## [OBIETTIVO DICHIARATO]
Rendi in inglese questa frase del brano sulla Sibelia: «Piccola e ossuta, con le tasche piene di semi di zucca, bruciacchiati nel forno.»

___ BRANO DA LEGGERE

S’avrebbe voglia di parole da infilare col refe, per la Sibelia: perline da fiera per farle una collana luccicosa.
E poi di parole tonde, così corrono meglio e finiscono fra le assi del pavimento e nella catena del pozzo, a scricchiolare e a cigolare, per un po’.
Parole con la musica dentro, magari con l’accento in testa, come un berretto: ché han da suonare chiare e mettersi in rima a far le buffe, in ogni angolo della corte.
Si vorrebbe cercarle nelle stie delle galline, dove restano certe piume di muta, che sono sospiri di chioccia.
O sulle creste dei pioppi, quando le foglie si fan di vetro al primo gelo e crocchiano di galaverna.
Perché la Sibelia era la vecchia dei bambini. Con gli occhi inutilmente azzurri.
E parlava soltanto a filastrocca: nella sua bocca i giorni della merla, il cattivo tempo, il grano, i santi del paradiso e i fagioli finivano in cantilene ripetute mille volte, a coprire ogni buco di tempo con lo stesso rammendo.
Perché la Sibelia era la vecchia dei bambini. La vecchia dei bambini, dentro l’aia.
Piccola e ossuta, con le tasche piene di semi di zucca, bruciacchiati nel forno.
Mai sposa, mai madre, mai niente, solo a rancurare i figli di tutti nella corte, perché le donne stessero quiete in campagna d’estate e nella stalla o al telaio d’inverno: senza la paura delle zampe dei cavalli e dell’acqua ferma nell’abbeveratoio e dei matti che portavano via le creature.
La Sibelia sempre lì, a cercare coi piccoli le uova fra le frasche, le tane dei grilli e dei rospi del signore.
A fare il verso del tacchino e del cuculo, a recitare le fole della scopa e della farina, dell’acqua e del fuoco e poi le canzoni con il fischio del vapore e la spada insanguinata.

______
___ VOCI ELENCATE

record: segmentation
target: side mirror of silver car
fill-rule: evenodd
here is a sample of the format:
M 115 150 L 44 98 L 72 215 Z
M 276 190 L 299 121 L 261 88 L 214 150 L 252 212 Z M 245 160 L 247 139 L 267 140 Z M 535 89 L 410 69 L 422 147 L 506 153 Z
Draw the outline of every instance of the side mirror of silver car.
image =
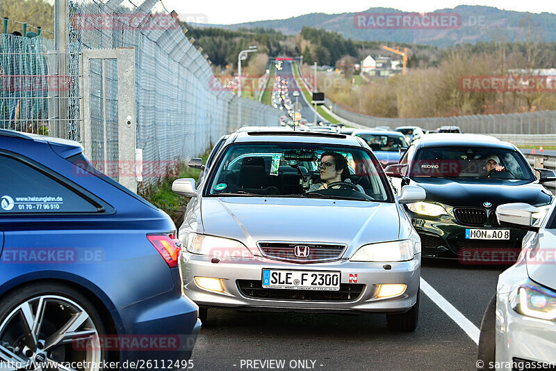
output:
M 427 198 L 427 192 L 418 186 L 403 186 L 400 192 L 400 203 L 413 203 L 423 201 Z
M 540 211 L 528 203 L 505 203 L 496 207 L 496 218 L 502 226 L 505 224 L 529 229 L 532 228 L 534 223 L 533 214 Z M 535 227 L 534 230 L 538 230 L 538 228 Z
M 172 183 L 172 191 L 186 197 L 197 197 L 195 193 L 195 180 L 190 177 L 177 179 Z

______

## [ESITO DELL'ESERCIZIO]
Small and bony, with her pockets full of pumpkin seeds, scorched in the oven.